**ENTRIES SHOWN:**
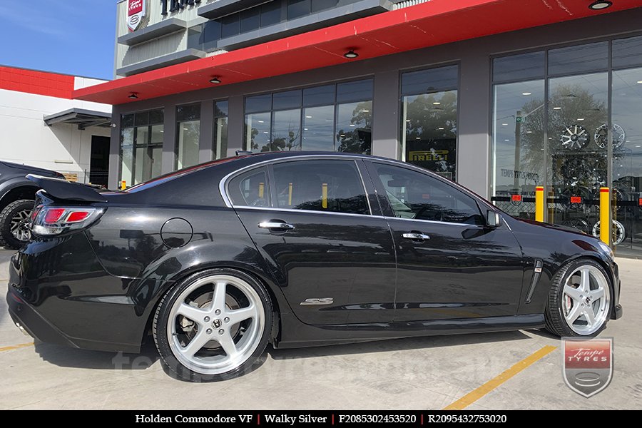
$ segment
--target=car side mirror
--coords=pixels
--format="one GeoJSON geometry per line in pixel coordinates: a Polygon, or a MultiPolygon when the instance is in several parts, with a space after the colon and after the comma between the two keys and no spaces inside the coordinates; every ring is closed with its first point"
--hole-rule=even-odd
{"type": "Polygon", "coordinates": [[[499,228],[501,221],[499,213],[491,210],[486,212],[486,225],[489,228],[499,228]]]}

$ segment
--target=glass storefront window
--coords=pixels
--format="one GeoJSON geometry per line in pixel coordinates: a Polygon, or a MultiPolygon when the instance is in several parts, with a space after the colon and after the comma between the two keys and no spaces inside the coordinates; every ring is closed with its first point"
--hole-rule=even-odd
{"type": "Polygon", "coordinates": [[[335,106],[303,109],[303,146],[305,150],[333,151],[335,106]]]}
{"type": "Polygon", "coordinates": [[[505,82],[544,77],[546,74],[544,55],[544,51],[541,51],[496,58],[493,61],[493,81],[505,82]]]}
{"type": "Polygon", "coordinates": [[[337,143],[340,152],[370,155],[372,146],[372,101],[337,106],[337,143]]]}
{"type": "Polygon", "coordinates": [[[549,83],[549,221],[591,233],[599,220],[600,187],[607,184],[606,145],[595,138],[608,126],[608,73],[549,83]]]}
{"type": "Polygon", "coordinates": [[[613,41],[613,66],[642,66],[642,36],[613,41]]]}
{"type": "MultiPolygon", "coordinates": [[[[638,46],[642,47],[642,43],[638,46]]],[[[616,254],[639,257],[642,253],[642,68],[613,71],[612,93],[612,239],[616,254]]]]}
{"type": "Polygon", "coordinates": [[[301,109],[281,110],[272,115],[271,151],[301,150],[301,109]]]}
{"type": "Polygon", "coordinates": [[[214,158],[228,156],[228,101],[214,102],[214,158]]]}
{"type": "Polygon", "coordinates": [[[163,110],[121,116],[120,179],[126,186],[160,175],[163,121],[163,110]]]}
{"type": "Polygon", "coordinates": [[[247,97],[246,149],[370,154],[372,84],[366,79],[247,97]]]}
{"type": "Polygon", "coordinates": [[[549,74],[571,74],[608,66],[608,42],[600,41],[549,51],[549,74]]]}
{"type": "Polygon", "coordinates": [[[175,169],[198,163],[200,138],[200,104],[176,107],[175,169]]]}
{"type": "Polygon", "coordinates": [[[133,171],[133,128],[123,128],[121,133],[121,179],[129,184],[131,184],[131,174],[133,171]]]}
{"type": "MultiPolygon", "coordinates": [[[[544,178],[546,96],[543,79],[495,85],[493,117],[493,188],[495,195],[534,198],[544,178]]],[[[533,203],[506,204],[511,214],[534,218],[533,203]]]]}
{"type": "Polygon", "coordinates": [[[642,66],[642,37],[542,53],[524,62],[524,55],[534,54],[494,60],[491,200],[533,218],[533,188],[543,185],[546,221],[599,236],[599,189],[609,186],[611,243],[619,254],[639,255],[642,68],[619,68],[642,66]],[[545,66],[539,80],[504,83],[545,66]],[[522,101],[520,93],[532,100],[522,101]]]}
{"type": "Polygon", "coordinates": [[[402,160],[456,180],[457,66],[402,75],[402,160]]]}
{"type": "Polygon", "coordinates": [[[271,114],[255,113],[245,115],[245,147],[252,151],[270,151],[271,114]]]}

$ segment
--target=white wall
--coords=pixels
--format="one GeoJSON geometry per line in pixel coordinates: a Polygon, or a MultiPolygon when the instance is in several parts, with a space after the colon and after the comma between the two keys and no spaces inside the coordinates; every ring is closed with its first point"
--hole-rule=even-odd
{"type": "MultiPolygon", "coordinates": [[[[76,78],[76,88],[103,81],[76,78]]],[[[45,125],[43,118],[76,107],[107,113],[111,106],[0,89],[0,160],[76,173],[89,170],[91,136],[110,136],[108,128],[79,131],[76,125],[45,125]]],[[[88,176],[86,181],[88,182],[88,176]]]]}

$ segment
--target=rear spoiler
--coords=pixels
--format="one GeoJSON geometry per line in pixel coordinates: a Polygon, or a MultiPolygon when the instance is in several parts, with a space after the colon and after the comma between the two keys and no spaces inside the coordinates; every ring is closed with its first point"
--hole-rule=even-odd
{"type": "Polygon", "coordinates": [[[55,199],[76,202],[107,201],[102,195],[84,184],[35,174],[27,174],[26,178],[55,199]]]}

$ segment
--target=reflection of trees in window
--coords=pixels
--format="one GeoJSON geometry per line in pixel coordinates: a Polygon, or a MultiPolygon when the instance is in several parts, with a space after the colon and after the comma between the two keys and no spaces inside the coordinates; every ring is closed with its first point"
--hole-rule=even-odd
{"type": "Polygon", "coordinates": [[[340,109],[337,130],[337,151],[352,153],[370,154],[372,146],[372,101],[357,103],[352,110],[352,118],[347,129],[339,124],[341,121],[340,109],[345,106],[338,106],[340,109]],[[352,126],[354,125],[354,126],[352,126]]]}
{"type": "Polygon", "coordinates": [[[407,139],[416,139],[417,137],[422,140],[455,138],[457,132],[457,92],[447,91],[439,95],[441,93],[443,96],[439,98],[434,93],[419,95],[408,103],[406,115],[407,139]],[[436,106],[434,103],[437,102],[440,104],[436,106]]]}
{"type": "MultiPolygon", "coordinates": [[[[591,141],[581,150],[571,151],[571,153],[586,153],[587,156],[579,158],[577,161],[581,165],[573,169],[574,177],[566,177],[566,181],[572,181],[586,187],[592,186],[596,180],[606,179],[606,162],[600,162],[606,156],[606,150],[601,149],[593,141],[595,130],[606,121],[606,104],[603,101],[596,99],[595,96],[581,85],[561,85],[554,88],[551,93],[549,111],[543,108],[544,101],[534,99],[524,104],[524,112],[521,124],[516,123],[516,145],[519,150],[515,169],[517,170],[541,171],[544,165],[544,115],[548,113],[548,149],[550,155],[566,153],[569,151],[564,147],[561,136],[566,127],[579,125],[584,127],[591,141]],[[578,121],[578,118],[584,119],[578,121]],[[598,158],[593,154],[597,152],[598,158]],[[603,164],[603,165],[602,165],[603,164]],[[603,169],[603,170],[601,170],[603,169]],[[603,175],[603,178],[601,175],[603,175]]],[[[549,156],[550,156],[549,155],[549,156]]],[[[562,168],[564,163],[574,162],[574,160],[560,158],[560,165],[552,165],[556,169],[562,168]]],[[[549,174],[552,171],[549,171],[549,174]]],[[[570,172],[570,171],[569,171],[570,172]]],[[[566,174],[568,175],[568,174],[566,174]]],[[[536,180],[541,181],[539,175],[531,177],[533,184],[536,180]]],[[[528,181],[528,180],[527,180],[528,181]]]]}
{"type": "Polygon", "coordinates": [[[301,150],[301,140],[299,138],[299,127],[292,127],[288,126],[287,131],[285,135],[280,136],[274,136],[272,143],[270,144],[271,148],[268,146],[261,148],[261,151],[290,151],[292,150],[301,150]]]}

**WHAT NEEDS TO BE DONE:**
Identify every line of the records that contains the string "target", and copy each of those lines. Case counts.

**CORRECT OUTPUT:**
--target=car side mirror
--target=glass storefront window
--target=white wall
--target=rear spoiler
--target=reflection of trees in window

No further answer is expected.